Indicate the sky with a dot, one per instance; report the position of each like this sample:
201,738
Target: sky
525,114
...
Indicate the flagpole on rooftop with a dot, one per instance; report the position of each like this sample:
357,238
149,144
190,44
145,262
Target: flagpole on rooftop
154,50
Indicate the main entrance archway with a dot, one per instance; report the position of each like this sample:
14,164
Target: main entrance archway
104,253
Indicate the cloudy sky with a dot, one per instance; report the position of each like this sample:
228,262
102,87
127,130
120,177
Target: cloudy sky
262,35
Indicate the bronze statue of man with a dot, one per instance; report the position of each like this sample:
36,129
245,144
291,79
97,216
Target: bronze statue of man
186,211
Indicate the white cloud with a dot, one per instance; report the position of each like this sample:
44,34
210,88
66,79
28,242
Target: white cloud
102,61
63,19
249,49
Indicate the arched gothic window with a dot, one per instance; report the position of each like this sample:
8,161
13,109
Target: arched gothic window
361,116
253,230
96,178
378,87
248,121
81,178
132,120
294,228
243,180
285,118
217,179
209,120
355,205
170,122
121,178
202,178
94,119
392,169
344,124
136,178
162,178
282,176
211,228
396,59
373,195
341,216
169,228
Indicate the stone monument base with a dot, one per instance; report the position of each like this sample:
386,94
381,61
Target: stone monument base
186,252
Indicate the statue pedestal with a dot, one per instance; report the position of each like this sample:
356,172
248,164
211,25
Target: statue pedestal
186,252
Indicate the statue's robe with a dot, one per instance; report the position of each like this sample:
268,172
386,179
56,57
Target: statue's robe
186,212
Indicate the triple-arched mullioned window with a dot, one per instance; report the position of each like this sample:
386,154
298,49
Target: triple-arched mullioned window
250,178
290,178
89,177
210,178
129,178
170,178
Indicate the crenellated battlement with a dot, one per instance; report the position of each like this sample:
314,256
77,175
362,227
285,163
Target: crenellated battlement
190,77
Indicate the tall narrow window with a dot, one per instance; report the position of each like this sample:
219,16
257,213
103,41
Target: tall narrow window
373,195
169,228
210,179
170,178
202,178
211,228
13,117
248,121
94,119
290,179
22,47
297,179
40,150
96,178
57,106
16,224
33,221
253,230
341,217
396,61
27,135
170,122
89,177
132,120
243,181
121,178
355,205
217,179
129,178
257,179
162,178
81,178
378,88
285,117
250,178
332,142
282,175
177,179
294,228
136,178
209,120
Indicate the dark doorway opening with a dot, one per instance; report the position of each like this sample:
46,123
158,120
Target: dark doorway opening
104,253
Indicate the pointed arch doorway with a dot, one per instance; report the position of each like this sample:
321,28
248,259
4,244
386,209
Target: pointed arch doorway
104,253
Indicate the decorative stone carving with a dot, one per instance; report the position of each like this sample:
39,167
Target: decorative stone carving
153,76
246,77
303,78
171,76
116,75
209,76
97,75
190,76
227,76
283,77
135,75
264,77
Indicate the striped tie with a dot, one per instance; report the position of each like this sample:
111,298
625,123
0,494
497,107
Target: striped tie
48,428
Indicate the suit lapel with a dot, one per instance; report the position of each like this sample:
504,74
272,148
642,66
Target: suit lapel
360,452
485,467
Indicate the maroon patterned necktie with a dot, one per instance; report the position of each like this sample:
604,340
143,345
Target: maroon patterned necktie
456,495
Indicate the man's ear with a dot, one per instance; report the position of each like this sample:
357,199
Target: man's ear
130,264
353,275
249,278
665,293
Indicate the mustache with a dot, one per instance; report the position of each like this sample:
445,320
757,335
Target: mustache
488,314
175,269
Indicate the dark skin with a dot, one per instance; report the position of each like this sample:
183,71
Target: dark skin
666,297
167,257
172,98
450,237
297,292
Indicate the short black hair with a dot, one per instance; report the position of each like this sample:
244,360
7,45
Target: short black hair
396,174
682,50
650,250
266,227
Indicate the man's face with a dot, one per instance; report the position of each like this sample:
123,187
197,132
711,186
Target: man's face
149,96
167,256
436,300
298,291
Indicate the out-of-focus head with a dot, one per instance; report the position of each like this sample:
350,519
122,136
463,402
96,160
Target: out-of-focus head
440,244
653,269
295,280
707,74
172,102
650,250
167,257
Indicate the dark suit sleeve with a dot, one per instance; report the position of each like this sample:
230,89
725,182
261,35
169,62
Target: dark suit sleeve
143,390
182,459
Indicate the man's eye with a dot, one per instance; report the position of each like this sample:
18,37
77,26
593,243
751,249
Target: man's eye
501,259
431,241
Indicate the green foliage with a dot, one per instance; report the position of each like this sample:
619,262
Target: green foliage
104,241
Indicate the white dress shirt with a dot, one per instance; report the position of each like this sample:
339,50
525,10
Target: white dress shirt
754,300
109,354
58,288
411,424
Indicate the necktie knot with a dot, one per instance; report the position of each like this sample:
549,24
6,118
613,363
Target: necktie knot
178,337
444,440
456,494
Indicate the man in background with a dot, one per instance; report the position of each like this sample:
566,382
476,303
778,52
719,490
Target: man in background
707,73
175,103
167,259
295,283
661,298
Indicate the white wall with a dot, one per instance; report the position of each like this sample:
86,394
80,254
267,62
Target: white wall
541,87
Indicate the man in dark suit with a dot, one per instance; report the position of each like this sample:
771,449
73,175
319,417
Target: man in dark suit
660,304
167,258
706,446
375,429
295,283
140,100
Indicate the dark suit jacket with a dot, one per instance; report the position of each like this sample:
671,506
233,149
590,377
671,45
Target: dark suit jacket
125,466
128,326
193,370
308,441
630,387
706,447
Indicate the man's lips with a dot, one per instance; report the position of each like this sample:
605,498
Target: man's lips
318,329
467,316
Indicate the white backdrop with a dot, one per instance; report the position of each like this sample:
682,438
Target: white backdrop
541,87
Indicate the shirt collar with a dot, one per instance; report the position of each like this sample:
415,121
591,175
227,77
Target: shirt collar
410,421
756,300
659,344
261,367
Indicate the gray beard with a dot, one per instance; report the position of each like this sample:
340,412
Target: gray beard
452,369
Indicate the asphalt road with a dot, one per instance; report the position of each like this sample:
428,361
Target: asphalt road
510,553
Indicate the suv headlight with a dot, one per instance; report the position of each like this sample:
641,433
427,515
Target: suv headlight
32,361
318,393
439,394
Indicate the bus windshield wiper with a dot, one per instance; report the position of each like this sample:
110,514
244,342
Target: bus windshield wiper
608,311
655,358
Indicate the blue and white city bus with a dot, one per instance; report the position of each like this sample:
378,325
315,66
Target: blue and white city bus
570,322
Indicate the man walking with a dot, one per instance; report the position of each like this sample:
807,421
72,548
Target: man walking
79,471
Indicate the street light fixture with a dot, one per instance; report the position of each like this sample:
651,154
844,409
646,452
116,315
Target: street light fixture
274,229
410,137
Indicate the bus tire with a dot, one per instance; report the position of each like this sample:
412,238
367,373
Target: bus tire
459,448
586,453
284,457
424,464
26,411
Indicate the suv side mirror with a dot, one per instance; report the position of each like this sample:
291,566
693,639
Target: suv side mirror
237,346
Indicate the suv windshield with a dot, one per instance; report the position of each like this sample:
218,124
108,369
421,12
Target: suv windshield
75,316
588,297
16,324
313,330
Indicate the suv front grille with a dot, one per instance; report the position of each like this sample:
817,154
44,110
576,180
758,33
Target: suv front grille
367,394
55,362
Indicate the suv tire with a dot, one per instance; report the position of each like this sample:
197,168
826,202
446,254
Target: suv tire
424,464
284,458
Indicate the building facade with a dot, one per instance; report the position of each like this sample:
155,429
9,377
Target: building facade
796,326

• ACTIVITY
Using the entries above, output exactly the lines between the line holding "Indicate the bus tire" and the line holding "Indicate the suv front", end lines included, and nothing more.

• EXERCISE RESULT
Indicate the bus tire with a dot, one per instance; report the position of each like this sample:
412,238
367,373
Target: bus tire
459,448
586,453
284,457
424,464
26,411
Indicate the suv side mirror with a dot, one per instance; report the position of each like this sample:
291,566
693,639
Target: suv side mirror
237,346
Indicate the suv windshield with a dot, one per instance; report the position of each like this sample:
218,124
108,369
421,12
Target: suv windshield
75,316
588,297
16,324
313,330
Indicate the suv front grille with a dot, one per instance; report the position of each like this sample:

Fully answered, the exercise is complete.